Saved entries:

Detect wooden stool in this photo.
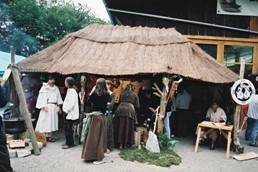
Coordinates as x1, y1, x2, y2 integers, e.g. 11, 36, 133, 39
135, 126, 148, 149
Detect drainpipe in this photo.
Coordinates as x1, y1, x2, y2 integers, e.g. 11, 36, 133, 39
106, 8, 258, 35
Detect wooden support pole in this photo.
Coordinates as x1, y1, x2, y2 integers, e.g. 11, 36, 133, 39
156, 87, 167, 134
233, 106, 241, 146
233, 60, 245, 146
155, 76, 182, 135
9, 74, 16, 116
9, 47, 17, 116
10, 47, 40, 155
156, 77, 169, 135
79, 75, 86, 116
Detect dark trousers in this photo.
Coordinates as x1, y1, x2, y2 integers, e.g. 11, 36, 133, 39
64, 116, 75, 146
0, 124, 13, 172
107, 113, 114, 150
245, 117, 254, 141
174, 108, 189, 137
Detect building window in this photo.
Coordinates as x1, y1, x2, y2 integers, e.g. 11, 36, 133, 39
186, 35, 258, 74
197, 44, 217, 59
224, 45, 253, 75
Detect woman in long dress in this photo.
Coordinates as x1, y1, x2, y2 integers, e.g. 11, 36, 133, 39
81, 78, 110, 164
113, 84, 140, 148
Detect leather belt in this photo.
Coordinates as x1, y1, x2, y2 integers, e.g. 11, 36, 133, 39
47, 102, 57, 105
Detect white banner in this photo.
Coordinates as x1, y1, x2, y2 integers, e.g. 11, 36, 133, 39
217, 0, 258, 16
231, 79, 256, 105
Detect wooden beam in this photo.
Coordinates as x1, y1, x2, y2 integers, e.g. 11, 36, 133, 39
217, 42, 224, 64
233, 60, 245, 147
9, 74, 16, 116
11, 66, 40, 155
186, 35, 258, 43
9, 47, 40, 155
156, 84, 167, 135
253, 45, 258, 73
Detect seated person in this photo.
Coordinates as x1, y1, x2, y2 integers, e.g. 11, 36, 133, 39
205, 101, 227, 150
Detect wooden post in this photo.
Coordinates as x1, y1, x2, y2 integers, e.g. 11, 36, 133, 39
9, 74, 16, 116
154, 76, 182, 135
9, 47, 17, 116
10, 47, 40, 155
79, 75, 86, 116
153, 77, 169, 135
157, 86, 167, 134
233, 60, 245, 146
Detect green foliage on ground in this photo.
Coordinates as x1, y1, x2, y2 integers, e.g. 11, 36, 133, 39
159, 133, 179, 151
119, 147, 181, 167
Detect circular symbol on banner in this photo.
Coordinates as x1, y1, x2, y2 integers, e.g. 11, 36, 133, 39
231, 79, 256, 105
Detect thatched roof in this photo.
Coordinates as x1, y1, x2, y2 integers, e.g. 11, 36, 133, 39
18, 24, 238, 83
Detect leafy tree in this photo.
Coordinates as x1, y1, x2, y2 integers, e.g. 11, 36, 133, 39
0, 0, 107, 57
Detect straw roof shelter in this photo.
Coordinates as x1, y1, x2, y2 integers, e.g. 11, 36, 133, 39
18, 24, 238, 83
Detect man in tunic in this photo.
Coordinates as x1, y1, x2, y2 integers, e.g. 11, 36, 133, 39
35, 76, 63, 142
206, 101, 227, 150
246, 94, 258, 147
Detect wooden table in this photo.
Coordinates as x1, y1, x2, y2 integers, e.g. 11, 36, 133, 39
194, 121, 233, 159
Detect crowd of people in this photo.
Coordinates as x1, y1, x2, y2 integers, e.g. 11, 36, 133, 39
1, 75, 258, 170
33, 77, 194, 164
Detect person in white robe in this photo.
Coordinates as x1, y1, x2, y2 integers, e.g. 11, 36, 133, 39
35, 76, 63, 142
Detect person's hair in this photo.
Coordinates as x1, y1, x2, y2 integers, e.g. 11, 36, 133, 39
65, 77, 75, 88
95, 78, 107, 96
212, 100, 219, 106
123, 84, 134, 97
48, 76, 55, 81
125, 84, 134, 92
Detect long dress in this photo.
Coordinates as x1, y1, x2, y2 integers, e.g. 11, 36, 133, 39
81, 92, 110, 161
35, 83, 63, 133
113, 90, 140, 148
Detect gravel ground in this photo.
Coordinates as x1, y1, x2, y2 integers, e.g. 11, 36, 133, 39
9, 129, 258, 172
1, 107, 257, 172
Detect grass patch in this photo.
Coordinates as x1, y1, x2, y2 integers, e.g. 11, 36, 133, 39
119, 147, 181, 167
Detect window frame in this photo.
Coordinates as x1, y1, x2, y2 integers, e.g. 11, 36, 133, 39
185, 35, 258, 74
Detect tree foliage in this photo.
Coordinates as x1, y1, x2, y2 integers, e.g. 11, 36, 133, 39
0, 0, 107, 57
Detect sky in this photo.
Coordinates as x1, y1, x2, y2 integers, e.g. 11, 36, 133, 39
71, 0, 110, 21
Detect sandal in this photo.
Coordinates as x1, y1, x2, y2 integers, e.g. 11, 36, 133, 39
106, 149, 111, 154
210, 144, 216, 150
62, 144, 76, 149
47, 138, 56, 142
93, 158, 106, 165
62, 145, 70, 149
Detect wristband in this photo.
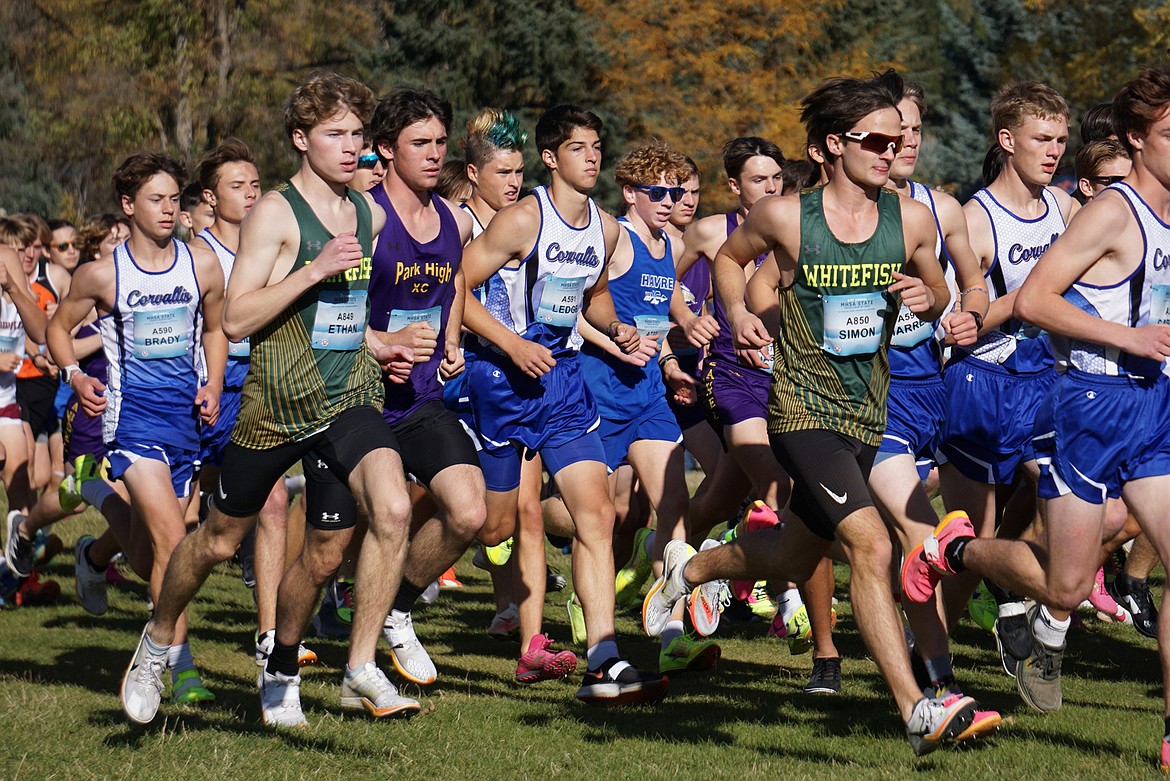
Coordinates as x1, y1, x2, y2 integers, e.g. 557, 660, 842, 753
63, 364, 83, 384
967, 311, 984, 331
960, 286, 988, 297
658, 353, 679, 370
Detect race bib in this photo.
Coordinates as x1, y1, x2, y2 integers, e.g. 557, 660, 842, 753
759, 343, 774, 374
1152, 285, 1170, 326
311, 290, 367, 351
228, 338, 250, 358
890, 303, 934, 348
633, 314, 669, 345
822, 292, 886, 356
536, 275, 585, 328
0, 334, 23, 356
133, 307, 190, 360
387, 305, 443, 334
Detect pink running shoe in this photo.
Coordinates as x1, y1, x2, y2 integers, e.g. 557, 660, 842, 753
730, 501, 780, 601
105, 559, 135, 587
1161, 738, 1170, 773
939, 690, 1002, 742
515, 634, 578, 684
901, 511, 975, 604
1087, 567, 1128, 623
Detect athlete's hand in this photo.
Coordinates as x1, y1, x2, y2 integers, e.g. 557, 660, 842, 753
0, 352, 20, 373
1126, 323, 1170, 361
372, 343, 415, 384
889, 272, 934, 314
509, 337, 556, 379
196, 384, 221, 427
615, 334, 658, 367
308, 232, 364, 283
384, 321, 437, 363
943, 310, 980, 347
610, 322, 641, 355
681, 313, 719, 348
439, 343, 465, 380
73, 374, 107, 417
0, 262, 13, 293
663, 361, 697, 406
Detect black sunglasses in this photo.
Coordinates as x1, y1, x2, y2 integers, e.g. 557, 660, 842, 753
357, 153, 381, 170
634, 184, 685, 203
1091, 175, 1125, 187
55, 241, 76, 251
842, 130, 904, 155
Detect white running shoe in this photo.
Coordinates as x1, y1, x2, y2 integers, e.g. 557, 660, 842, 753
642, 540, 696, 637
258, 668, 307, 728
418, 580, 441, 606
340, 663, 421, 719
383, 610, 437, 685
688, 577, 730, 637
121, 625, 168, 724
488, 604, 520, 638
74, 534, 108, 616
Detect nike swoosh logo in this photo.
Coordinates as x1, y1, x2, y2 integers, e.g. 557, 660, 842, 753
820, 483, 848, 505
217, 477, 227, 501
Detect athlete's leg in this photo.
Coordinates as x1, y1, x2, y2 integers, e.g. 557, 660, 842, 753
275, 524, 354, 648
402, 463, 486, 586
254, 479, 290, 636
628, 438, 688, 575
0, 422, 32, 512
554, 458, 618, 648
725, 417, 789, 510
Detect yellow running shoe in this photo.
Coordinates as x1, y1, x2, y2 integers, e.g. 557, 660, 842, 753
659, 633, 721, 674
...
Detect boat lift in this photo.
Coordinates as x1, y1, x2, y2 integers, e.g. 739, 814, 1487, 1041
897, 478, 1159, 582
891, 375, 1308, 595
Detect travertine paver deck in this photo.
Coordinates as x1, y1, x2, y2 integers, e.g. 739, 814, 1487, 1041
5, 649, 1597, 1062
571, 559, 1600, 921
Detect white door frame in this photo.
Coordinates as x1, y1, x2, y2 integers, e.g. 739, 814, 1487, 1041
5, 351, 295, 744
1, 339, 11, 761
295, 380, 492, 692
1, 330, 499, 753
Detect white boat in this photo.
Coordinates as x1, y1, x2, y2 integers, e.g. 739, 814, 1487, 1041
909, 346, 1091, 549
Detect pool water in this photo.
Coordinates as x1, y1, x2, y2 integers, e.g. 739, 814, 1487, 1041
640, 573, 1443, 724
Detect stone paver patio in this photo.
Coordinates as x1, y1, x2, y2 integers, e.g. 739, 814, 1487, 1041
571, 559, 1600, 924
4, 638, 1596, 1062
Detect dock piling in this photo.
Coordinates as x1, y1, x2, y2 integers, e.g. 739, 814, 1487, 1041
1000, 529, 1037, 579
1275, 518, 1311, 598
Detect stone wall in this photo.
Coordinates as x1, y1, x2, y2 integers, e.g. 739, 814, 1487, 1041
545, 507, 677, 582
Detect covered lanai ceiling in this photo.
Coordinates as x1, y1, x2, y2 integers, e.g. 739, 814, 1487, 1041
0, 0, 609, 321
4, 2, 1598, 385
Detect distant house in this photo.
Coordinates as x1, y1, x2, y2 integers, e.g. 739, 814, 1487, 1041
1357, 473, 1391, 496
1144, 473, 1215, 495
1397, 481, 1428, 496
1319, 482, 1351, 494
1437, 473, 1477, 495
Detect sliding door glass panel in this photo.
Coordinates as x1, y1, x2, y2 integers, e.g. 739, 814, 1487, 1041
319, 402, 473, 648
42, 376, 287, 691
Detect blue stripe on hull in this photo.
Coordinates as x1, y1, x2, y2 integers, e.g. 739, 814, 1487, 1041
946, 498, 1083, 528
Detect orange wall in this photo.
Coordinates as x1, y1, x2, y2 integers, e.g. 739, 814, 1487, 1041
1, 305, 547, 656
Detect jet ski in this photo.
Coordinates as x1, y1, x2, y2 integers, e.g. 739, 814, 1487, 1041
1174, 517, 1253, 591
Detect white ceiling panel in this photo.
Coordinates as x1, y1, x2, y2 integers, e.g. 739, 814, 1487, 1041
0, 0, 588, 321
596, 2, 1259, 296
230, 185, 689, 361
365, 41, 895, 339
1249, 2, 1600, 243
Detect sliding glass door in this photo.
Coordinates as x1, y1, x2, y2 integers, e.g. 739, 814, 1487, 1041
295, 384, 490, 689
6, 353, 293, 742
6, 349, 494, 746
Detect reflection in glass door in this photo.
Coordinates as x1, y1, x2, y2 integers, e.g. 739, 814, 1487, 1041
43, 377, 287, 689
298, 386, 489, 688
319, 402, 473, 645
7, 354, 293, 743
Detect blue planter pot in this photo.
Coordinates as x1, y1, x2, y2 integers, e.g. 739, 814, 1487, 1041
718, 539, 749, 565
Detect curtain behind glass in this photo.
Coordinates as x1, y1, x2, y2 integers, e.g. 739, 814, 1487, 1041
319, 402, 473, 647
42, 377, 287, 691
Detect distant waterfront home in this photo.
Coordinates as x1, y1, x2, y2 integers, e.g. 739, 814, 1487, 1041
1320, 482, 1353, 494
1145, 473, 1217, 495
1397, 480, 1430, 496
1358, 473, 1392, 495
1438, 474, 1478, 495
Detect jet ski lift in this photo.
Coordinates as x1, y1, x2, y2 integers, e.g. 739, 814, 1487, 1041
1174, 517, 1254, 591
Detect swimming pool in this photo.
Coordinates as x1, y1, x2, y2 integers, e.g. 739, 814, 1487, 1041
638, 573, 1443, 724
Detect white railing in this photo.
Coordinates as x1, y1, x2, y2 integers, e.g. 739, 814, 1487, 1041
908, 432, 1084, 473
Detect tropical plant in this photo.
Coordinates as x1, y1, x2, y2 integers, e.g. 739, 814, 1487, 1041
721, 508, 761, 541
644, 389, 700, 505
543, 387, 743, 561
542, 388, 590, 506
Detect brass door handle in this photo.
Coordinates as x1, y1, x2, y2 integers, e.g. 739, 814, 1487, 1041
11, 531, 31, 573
---
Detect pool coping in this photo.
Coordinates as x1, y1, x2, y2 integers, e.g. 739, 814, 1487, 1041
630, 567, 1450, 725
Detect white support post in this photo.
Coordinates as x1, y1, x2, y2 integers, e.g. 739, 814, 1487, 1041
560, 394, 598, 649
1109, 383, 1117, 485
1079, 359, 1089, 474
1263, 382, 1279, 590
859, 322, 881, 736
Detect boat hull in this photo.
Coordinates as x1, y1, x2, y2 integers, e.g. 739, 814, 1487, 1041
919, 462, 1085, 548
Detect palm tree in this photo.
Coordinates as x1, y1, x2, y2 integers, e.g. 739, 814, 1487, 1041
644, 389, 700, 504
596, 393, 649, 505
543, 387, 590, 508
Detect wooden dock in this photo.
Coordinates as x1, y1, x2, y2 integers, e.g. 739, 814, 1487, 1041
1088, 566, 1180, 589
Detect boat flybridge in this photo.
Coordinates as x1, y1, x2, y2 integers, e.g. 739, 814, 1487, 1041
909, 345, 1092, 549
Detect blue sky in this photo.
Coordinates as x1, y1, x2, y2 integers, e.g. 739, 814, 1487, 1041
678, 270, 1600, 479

» Directions for this task:
The word to find is "distant". Copy every line of the data that holds it.

» Answer box:
Detect distant house in this photo.
Detect distant waterfront home in this photo.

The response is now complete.